**WHAT IS ASKED:** Render every line of the entries below as a Markdown table with two columns, "Row" for the line number and "Line" for the line itself. Skip blank lines and leave the pictures out of the answer.
===== RECORDS TO PROCESS =====
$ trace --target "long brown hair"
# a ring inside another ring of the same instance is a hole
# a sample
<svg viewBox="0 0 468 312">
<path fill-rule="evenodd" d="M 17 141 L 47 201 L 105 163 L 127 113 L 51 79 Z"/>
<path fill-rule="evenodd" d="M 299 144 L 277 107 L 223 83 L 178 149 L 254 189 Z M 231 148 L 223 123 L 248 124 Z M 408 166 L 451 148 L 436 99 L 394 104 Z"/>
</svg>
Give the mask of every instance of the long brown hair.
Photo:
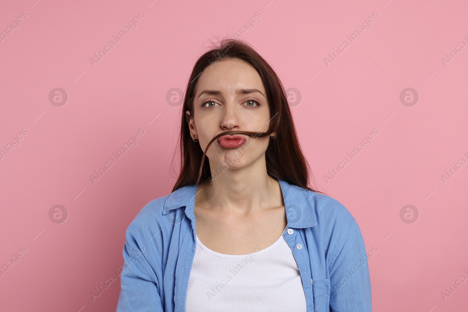
<svg viewBox="0 0 468 312">
<path fill-rule="evenodd" d="M 271 122 L 268 131 L 265 132 L 231 131 L 219 133 L 210 141 L 204 152 L 200 144 L 194 142 L 190 136 L 185 112 L 190 111 L 190 118 L 193 118 L 195 88 L 198 78 L 205 69 L 218 60 L 228 58 L 245 61 L 258 73 L 266 92 Z M 308 186 L 309 173 L 313 181 L 314 177 L 299 145 L 283 84 L 273 68 L 248 43 L 224 38 L 198 58 L 187 83 L 182 113 L 180 174 L 172 189 L 173 192 L 185 185 L 198 184 L 200 181 L 211 178 L 210 163 L 205 162 L 205 159 L 210 145 L 219 137 L 227 134 L 264 137 L 274 132 L 276 137 L 270 138 L 265 152 L 268 173 L 290 184 L 322 193 Z"/>
</svg>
=====
**ANSWER FOR THIS EXERCISE:**
| Row | Line |
|---|---|
| 1 | $ trace --target "long brown hair" |
| 2 | # a ring inside another ring of the same instance is a hole |
| 3 | # a sample |
| 4 | <svg viewBox="0 0 468 312"> |
| 5 | <path fill-rule="evenodd" d="M 17 141 L 47 201 L 105 163 L 127 113 L 51 79 Z"/> |
| 6 | <path fill-rule="evenodd" d="M 299 144 L 277 107 L 223 83 L 178 149 L 254 189 Z M 231 148 L 223 123 L 248 124 Z M 408 166 L 451 148 L 436 99 L 394 104 Z"/> |
| 7 | </svg> |
| 8 | Give the mask of every instance of the long brown hair. |
| 9 | Photo: |
| 10 | <svg viewBox="0 0 468 312"> |
| 11 | <path fill-rule="evenodd" d="M 271 122 L 268 131 L 265 132 L 231 131 L 219 133 L 210 141 L 204 152 L 200 144 L 194 142 L 190 136 L 185 112 L 190 111 L 190 118 L 193 118 L 195 88 L 198 78 L 205 69 L 218 60 L 228 58 L 245 61 L 258 73 L 266 92 Z M 308 186 L 309 173 L 313 181 L 314 177 L 299 145 L 283 84 L 273 68 L 248 43 L 224 38 L 198 58 L 187 83 L 182 113 L 180 174 L 172 189 L 173 192 L 185 185 L 198 184 L 200 181 L 211 178 L 210 163 L 205 162 L 205 159 L 210 145 L 219 137 L 227 134 L 264 137 L 274 132 L 276 137 L 270 138 L 265 152 L 268 173 L 290 184 L 322 193 Z"/> |
| 12 | </svg> |